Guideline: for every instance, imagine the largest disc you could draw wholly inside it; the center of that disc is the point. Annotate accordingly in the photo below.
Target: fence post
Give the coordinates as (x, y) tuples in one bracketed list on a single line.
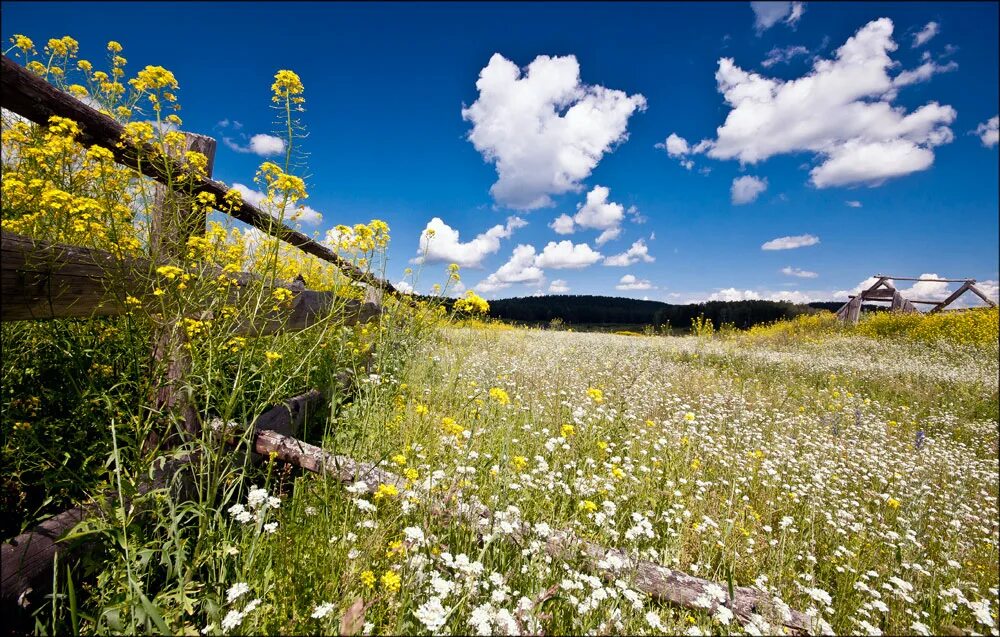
[(172, 222)]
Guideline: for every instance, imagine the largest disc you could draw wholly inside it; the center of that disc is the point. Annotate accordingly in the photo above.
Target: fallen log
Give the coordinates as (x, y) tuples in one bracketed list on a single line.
[(660, 582), (27, 560)]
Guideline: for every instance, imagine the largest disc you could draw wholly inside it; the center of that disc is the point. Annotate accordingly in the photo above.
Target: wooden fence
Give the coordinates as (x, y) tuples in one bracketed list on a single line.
[(42, 281)]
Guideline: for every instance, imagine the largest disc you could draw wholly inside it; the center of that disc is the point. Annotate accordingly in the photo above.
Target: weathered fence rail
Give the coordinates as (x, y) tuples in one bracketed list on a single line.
[(33, 98), (43, 280)]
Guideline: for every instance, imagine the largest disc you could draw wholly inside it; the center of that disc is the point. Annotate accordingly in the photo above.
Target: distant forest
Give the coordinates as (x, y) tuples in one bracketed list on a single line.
[(608, 310)]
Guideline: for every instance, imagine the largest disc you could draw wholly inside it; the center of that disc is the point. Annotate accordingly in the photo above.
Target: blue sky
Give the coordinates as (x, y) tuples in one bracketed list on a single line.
[(792, 132)]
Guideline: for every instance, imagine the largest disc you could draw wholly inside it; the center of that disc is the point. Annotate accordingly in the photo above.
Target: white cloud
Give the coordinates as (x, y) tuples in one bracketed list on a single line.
[(989, 131), (566, 254), (445, 246), (734, 294), (260, 144), (637, 252), (675, 145), (767, 14), (544, 129), (597, 213), (302, 214), (520, 268), (746, 189), (924, 35), (841, 111), (802, 274), (629, 282), (783, 55), (788, 243), (563, 224), (558, 286), (678, 148)]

□ □ □

Exercise objective: Write the records above out again exactly, with no pictures in your copy.

Response for this exercise:
Guideline: for every instance, imagine the largest disc you could draw wholly inside it; the center of that disc is the point. Annotate accordingly in the photo below.
Target: fence post
Give the coordinates as (x, y) tuples in one bracketed list on a single line.
[(172, 222)]
Guideline: for every instance, imagine the largest disc you could draw wholly inside it; the center of that disc is the point. Annotate accordingly in the photo above.
Target: fallen log
Give the coordinates as (x, y) tuples in one bracketed list on a single line.
[(660, 582), (27, 560)]
Guideline: for every instance, imagine the largest disc you could draw wholly inside it; the center of that disc is the point. Annotate accordingly in the photo above.
Target: wooden fence
Give the coordinates as (x, y) tuples in one bracketed list on a single line.
[(42, 281)]
Guideline: for every instance, imagine the largest disc you could draw wholly inside it; the center of that disc is the point. Annotate accordingly in the photo above.
Target: weathered fence rail
Give the coordinates as (x, y) tuples in one bracketed list on a single line.
[(33, 98), (43, 280)]
Guideline: for every instance, imagine the largest disc you could draw wholly inside it; the center of that disc is the point. Annotate accordingly in the photo above.
Target: distant forest
Give the coordinates as (x, y) tuples in one bracketed list on a single line.
[(608, 310)]
Guideline: for every instance, imagine the largest disc you could draw wholly inside it; the center of that disc is the point. Annotate accordingly in the photo above.
Target: blue sky
Give the coordinates as (x, y) tuples in one bracketed list on a single line.
[(792, 132)]
Guideline: for every instance, imagine the largest disc you could draw wholly inside it; the center of that disc is the point. Annotate accordingly in the photo above.
Target: white cloud
Give the coordinates as (x, y) tuples in one bracketed list on a single line.
[(989, 131), (566, 254), (445, 246), (734, 294), (260, 144), (637, 252), (675, 145), (767, 14), (544, 129), (597, 213), (302, 214), (520, 268), (746, 189), (924, 35), (841, 111), (802, 274), (629, 282), (783, 55), (788, 243), (563, 224), (558, 286), (678, 148)]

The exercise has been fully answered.